Melanjutkan Kuliah S2 Sambil Kerja

Untuk kalian yang mengikuti cerita blog saya, pasti tahu kalau suami saya sempat mengikuti seleksi beasiswa LPDP untuk program Master / Pasca Sarjana sampai tahap interview akhir dan kemudian gagal. Saat itu dia sedih sekali dan jadi malas untuk mencoba kesempatan (yang diberikan pihak LPDP) untuk apply lagi. Dia merasa sudah memberikan effort maksimal tapi entah kenapa gagal di interview akhir. Padahal saat itu dia merasa respon para interviewer tampak baik dan dia cukup percaya diri dengan hasilnya. Agak tidak jelas sih kesalahannya apa karena kita tidak pernah diberitahu gagal di poin apa saja.

Singkat cerita, pak suami sudah mulai move on dari kegagalan LPDP. Kami memutuskan untuk fokus ke program IVF yang kami jalani saat itu. Ternyata program IVF pun gagal. Dokter menyarankan untuk saya mengulang IVF lagi tapi saya merasa sudah lelah dan malas dengan segala keribetan dan penderitaannya. Belum lagi biaya IVF yang luar biasa mahal dengan hasil yang tak pasti. Saya memutuskan untuk cuti sementara dari yang namanya program hamil apapun. Ketika suami dapat rejeki lebih, dia pun menanyakan kembali ke saya, apakah saya mau coba IVF lagi? And I said no. It is his time to chasing his dream. Saya tahu bahwa dia memiliki passion yang besar untuk bisa melanjutkan pendidikan ke tingkat S2 dan saya sebagai istri sudah semestinya mendukung dia untuk bisa mengejar keinginannya. Saya menyuruh dia untuk mulai menentukan pilihan universitas dan program studi yang dia minati hanya saja kali ini kita akan menggunakan biaya pribadi, tidak mengandalkan beasiswa. Dari hasil perhitungan kami, sepertinya hal tersebut memungkinkan kalau suami kuliah sambil tetap bekerja.

Data pelabelan wilayah:

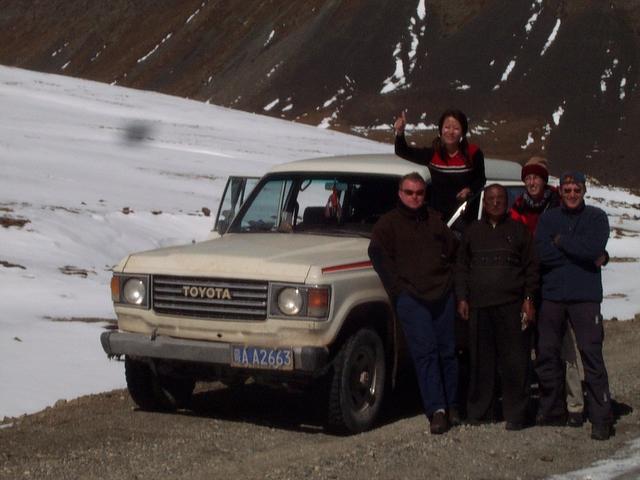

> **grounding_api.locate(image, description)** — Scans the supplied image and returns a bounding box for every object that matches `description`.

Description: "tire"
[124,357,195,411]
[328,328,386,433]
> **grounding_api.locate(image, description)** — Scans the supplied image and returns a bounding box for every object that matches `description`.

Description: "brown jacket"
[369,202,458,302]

--

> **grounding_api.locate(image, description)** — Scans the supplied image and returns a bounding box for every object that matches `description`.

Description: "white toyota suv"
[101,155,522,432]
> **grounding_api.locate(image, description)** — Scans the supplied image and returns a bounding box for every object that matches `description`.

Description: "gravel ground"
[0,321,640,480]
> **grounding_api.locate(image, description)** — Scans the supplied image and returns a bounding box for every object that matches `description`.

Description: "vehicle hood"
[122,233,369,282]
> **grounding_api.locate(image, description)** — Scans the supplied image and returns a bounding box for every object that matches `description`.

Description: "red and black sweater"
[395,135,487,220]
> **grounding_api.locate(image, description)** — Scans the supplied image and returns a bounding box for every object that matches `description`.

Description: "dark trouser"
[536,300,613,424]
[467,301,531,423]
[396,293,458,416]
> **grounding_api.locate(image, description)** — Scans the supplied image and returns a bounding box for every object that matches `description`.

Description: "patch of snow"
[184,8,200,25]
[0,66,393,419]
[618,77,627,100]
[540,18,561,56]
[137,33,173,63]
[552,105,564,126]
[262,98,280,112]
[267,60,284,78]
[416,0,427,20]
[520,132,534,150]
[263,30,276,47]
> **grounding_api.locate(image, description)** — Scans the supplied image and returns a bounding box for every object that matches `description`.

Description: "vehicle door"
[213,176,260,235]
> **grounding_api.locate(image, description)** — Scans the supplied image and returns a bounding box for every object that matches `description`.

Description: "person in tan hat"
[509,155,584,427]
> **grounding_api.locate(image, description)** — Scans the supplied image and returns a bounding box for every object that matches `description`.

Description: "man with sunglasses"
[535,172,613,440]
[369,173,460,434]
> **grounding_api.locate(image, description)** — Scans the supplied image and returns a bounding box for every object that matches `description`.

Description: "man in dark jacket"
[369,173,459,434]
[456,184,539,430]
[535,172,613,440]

SOAL TANTANGAN:
A – Sebutkan semua frasa berbeda dalam teks tentang kuliah S2 sambil kerja yang diawali kata "program".
B – Salin tanpa perubahan bagian teks tentang kuliah S2 sambil kerja mulai dari "Untuk kalian yang" sampai dengan "poin apa saja.".

JAWABAN AKHIR:
A – program Master / Pasca Sarjana, program IVF, program hamil, program studi

B –
Untuk kalian yang mengikuti cerita blog saya, pasti tahu kalau suami saya sempat mengikuti seleksi beasiswa LPDP untuk program Master / Pasca Sarjana sampai tahap interview akhir dan kemudian gagal. Saat itu dia sedih sekali dan jadi malas untuk mencoba kesempatan (yang diberikan pihak LPDP) untuk apply lagi. Dia merasa sudah memberikan effort maksimal tapi entah kenapa gagal di interview akhir. Padahal saat itu dia merasa respon para interviewer tampak baik dan dia cukup percaya diri dengan hasilnya. Agak tidak jelas sih kesalahannya apa karena kita tidak pernah diberitahu gagal di poin apa saja.